**WORK ORDER**
Every line of the records below that holds the word "following" belongs in the answer.

*** Opening of SUPPLIED ENTRIES ***

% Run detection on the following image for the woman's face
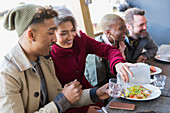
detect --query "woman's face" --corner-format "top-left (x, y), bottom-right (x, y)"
top-left (55, 21), bottom-right (77, 48)
top-left (108, 19), bottom-right (127, 43)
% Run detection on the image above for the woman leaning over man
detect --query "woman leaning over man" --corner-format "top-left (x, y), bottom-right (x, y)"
top-left (51, 6), bottom-right (135, 113)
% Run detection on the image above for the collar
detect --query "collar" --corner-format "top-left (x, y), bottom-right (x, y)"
top-left (9, 42), bottom-right (33, 71)
top-left (30, 57), bottom-right (41, 67)
top-left (126, 30), bottom-right (145, 40)
top-left (52, 43), bottom-right (74, 57)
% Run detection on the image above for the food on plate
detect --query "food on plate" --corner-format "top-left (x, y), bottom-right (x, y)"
top-left (150, 66), bottom-right (156, 73)
top-left (122, 85), bottom-right (152, 99)
top-left (155, 54), bottom-right (170, 62)
top-left (155, 55), bottom-right (160, 59)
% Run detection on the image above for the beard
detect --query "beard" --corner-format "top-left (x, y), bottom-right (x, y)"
top-left (133, 29), bottom-right (146, 39)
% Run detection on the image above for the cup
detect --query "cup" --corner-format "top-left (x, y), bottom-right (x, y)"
top-left (109, 78), bottom-right (122, 98)
top-left (154, 75), bottom-right (166, 89)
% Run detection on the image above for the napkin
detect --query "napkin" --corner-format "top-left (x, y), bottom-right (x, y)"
top-left (117, 63), bottom-right (150, 85)
top-left (157, 44), bottom-right (170, 55)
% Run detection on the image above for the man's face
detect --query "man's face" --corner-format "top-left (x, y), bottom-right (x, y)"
top-left (33, 18), bottom-right (57, 56)
top-left (130, 15), bottom-right (147, 38)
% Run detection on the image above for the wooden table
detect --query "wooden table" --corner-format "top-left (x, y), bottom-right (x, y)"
top-left (102, 58), bottom-right (170, 113)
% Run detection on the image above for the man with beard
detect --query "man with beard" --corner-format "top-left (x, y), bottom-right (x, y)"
top-left (124, 7), bottom-right (158, 63)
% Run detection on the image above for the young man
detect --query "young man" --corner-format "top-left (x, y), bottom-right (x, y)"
top-left (0, 4), bottom-right (110, 113)
top-left (124, 7), bottom-right (158, 63)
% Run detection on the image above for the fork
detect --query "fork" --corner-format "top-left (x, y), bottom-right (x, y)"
top-left (122, 88), bottom-right (126, 98)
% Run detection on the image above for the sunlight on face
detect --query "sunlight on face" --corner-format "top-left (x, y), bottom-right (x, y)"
top-left (33, 18), bottom-right (57, 56)
top-left (55, 21), bottom-right (77, 48)
top-left (109, 19), bottom-right (127, 42)
top-left (132, 15), bottom-right (147, 38)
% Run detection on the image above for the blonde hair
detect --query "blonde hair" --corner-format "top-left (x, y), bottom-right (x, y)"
top-left (100, 14), bottom-right (123, 32)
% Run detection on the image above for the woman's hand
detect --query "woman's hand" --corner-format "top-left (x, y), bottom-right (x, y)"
top-left (119, 41), bottom-right (126, 59)
top-left (115, 62), bottom-right (137, 82)
top-left (119, 41), bottom-right (126, 53)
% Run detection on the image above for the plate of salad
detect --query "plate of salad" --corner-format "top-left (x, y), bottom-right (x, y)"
top-left (121, 84), bottom-right (161, 101)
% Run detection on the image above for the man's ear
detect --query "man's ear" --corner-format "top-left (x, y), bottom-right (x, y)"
top-left (126, 23), bottom-right (132, 30)
top-left (26, 28), bottom-right (34, 41)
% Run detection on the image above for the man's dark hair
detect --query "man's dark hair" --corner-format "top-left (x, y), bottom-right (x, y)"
top-left (124, 7), bottom-right (145, 25)
top-left (30, 6), bottom-right (58, 25)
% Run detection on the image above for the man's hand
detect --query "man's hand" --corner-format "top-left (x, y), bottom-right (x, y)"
top-left (87, 106), bottom-right (101, 113)
top-left (115, 62), bottom-right (137, 82)
top-left (136, 55), bottom-right (147, 63)
top-left (62, 79), bottom-right (82, 104)
top-left (96, 83), bottom-right (110, 100)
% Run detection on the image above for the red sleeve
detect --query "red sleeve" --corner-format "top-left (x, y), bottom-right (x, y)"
top-left (79, 30), bottom-right (125, 75)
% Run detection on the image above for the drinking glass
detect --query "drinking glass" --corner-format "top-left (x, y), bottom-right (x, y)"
top-left (154, 75), bottom-right (166, 89)
top-left (109, 78), bottom-right (122, 98)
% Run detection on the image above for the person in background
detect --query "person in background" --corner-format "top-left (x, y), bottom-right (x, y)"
top-left (124, 7), bottom-right (158, 63)
top-left (51, 6), bottom-right (136, 113)
top-left (0, 4), bottom-right (111, 113)
top-left (85, 14), bottom-right (127, 87)
top-left (118, 0), bottom-right (130, 12)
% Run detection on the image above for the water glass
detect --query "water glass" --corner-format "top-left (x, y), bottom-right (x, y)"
top-left (109, 78), bottom-right (122, 98)
top-left (154, 75), bottom-right (166, 89)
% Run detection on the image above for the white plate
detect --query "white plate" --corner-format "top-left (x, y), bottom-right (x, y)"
top-left (150, 66), bottom-right (162, 75)
top-left (155, 54), bottom-right (170, 62)
top-left (121, 84), bottom-right (161, 101)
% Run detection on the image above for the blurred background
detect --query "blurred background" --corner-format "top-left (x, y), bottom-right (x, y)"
top-left (0, 0), bottom-right (170, 60)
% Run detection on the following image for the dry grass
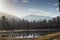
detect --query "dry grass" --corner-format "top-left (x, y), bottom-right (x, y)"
top-left (0, 38), bottom-right (38, 40)
top-left (37, 32), bottom-right (60, 40)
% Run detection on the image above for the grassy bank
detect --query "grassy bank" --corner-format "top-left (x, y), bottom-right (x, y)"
top-left (37, 32), bottom-right (60, 40)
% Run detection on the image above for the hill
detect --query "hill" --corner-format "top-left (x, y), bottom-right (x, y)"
top-left (22, 15), bottom-right (52, 21)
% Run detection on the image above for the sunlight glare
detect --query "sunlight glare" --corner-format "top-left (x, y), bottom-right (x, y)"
top-left (0, 0), bottom-right (4, 12)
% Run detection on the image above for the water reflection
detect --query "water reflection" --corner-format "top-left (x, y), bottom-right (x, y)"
top-left (0, 29), bottom-right (60, 38)
top-left (12, 31), bottom-right (40, 38)
top-left (0, 31), bottom-right (41, 38)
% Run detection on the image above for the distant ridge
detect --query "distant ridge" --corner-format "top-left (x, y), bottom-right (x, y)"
top-left (22, 14), bottom-right (52, 21)
top-left (0, 12), bottom-right (20, 21)
top-left (0, 12), bottom-right (52, 21)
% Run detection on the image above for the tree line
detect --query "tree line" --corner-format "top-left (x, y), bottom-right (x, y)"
top-left (0, 16), bottom-right (60, 30)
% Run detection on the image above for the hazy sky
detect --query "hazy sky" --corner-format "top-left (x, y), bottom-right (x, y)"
top-left (0, 0), bottom-right (59, 18)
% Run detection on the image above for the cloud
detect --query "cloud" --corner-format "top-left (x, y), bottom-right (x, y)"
top-left (56, 8), bottom-right (59, 11)
top-left (50, 7), bottom-right (59, 11)
top-left (28, 8), bottom-right (59, 17)
top-left (48, 3), bottom-right (59, 11)
top-left (50, 8), bottom-right (54, 10)
top-left (12, 0), bottom-right (29, 3)
top-left (21, 0), bottom-right (29, 3)
top-left (48, 3), bottom-right (50, 4)
top-left (12, 0), bottom-right (19, 3)
top-left (3, 8), bottom-right (28, 18)
top-left (48, 3), bottom-right (58, 6)
top-left (28, 8), bottom-right (52, 14)
top-left (53, 3), bottom-right (58, 6)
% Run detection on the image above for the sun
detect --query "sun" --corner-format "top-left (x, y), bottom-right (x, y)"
top-left (0, 0), bottom-right (4, 12)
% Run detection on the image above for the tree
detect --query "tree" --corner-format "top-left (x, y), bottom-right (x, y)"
top-left (2, 16), bottom-right (6, 30)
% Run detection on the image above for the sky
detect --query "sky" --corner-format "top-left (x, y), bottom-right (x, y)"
top-left (0, 0), bottom-right (59, 18)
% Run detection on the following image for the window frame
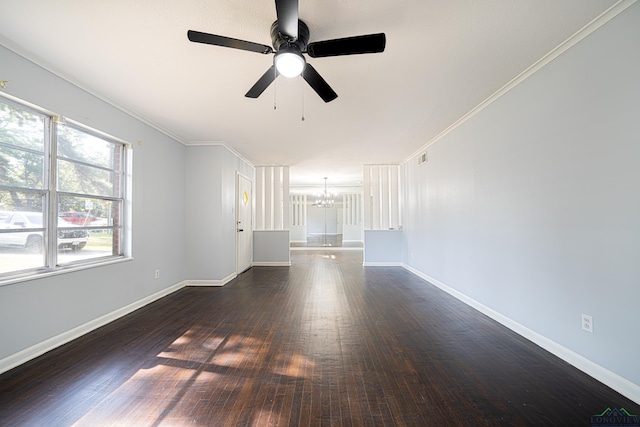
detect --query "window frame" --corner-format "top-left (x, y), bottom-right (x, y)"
top-left (0, 93), bottom-right (132, 285)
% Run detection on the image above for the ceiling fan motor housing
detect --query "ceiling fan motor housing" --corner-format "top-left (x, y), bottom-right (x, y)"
top-left (271, 20), bottom-right (309, 52)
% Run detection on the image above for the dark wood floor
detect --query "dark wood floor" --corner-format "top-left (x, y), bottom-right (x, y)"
top-left (0, 251), bottom-right (637, 426)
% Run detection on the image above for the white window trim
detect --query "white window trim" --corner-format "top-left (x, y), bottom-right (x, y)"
top-left (0, 93), bottom-right (132, 285)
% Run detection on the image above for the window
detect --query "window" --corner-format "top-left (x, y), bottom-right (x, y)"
top-left (0, 95), bottom-right (130, 280)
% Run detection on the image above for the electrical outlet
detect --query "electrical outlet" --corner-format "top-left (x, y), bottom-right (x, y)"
top-left (155, 269), bottom-right (160, 279)
top-left (581, 314), bottom-right (593, 333)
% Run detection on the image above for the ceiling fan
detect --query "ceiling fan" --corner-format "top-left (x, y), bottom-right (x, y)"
top-left (187, 0), bottom-right (386, 103)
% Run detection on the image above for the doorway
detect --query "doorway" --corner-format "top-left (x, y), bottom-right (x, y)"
top-left (289, 191), bottom-right (364, 249)
top-left (236, 173), bottom-right (252, 273)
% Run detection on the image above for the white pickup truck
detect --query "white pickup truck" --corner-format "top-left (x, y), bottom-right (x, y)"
top-left (0, 211), bottom-right (89, 252)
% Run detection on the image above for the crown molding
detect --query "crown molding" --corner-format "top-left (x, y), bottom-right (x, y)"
top-left (403, 0), bottom-right (637, 167)
top-left (0, 36), bottom-right (188, 146)
top-left (184, 141), bottom-right (255, 167)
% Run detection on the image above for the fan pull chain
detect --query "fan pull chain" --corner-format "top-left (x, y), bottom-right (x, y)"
top-left (301, 76), bottom-right (305, 122)
top-left (273, 67), bottom-right (278, 110)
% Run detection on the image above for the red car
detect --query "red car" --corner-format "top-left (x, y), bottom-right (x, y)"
top-left (59, 212), bottom-right (99, 226)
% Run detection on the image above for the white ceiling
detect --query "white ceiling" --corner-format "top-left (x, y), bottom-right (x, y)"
top-left (0, 0), bottom-right (618, 188)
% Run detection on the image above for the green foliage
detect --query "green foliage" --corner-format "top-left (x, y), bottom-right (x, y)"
top-left (1, 101), bottom-right (122, 217)
top-left (0, 101), bottom-right (45, 211)
top-left (57, 124), bottom-right (118, 198)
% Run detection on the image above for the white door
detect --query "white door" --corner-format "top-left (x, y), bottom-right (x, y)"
top-left (236, 173), bottom-right (252, 274)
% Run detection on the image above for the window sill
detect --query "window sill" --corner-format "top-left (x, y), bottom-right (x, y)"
top-left (0, 256), bottom-right (133, 288)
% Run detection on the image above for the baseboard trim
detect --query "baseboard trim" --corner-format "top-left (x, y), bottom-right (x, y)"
top-left (363, 261), bottom-right (404, 267)
top-left (0, 281), bottom-right (186, 375)
top-left (185, 273), bottom-right (236, 287)
top-left (290, 247), bottom-right (362, 251)
top-left (252, 262), bottom-right (292, 267)
top-left (402, 264), bottom-right (640, 405)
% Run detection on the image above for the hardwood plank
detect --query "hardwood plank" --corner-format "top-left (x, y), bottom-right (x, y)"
top-left (0, 250), bottom-right (638, 426)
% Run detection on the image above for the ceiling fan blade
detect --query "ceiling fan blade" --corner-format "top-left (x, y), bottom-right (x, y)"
top-left (275, 0), bottom-right (299, 40)
top-left (307, 33), bottom-right (386, 58)
top-left (245, 65), bottom-right (279, 98)
top-left (188, 30), bottom-right (273, 54)
top-left (302, 64), bottom-right (337, 103)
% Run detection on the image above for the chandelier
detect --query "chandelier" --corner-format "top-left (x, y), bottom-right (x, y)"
top-left (315, 177), bottom-right (335, 208)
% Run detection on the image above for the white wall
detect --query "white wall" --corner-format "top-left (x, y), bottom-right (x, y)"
top-left (184, 145), bottom-right (253, 282)
top-left (0, 44), bottom-right (186, 366)
top-left (289, 225), bottom-right (307, 242)
top-left (363, 230), bottom-right (402, 265)
top-left (308, 205), bottom-right (339, 234)
top-left (342, 225), bottom-right (362, 242)
top-left (401, 3), bottom-right (640, 398)
top-left (342, 193), bottom-right (363, 242)
top-left (253, 230), bottom-right (291, 266)
top-left (255, 166), bottom-right (289, 231)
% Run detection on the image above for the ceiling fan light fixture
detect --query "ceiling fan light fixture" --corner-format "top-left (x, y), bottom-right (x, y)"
top-left (274, 49), bottom-right (306, 78)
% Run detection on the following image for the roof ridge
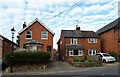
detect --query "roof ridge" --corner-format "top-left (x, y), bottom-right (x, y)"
top-left (19, 18), bottom-right (55, 35)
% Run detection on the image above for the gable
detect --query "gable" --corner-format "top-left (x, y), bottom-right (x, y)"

*** Close of SUPPLIED ENTRIES ***

**ANSWER TO THE PROBLEM**
% Run detection on the following image for the woman's face
% Run detection on the following image for the dry grass
% Run detection on the following image for the window frame
% Run detection on the following image for the roof ridge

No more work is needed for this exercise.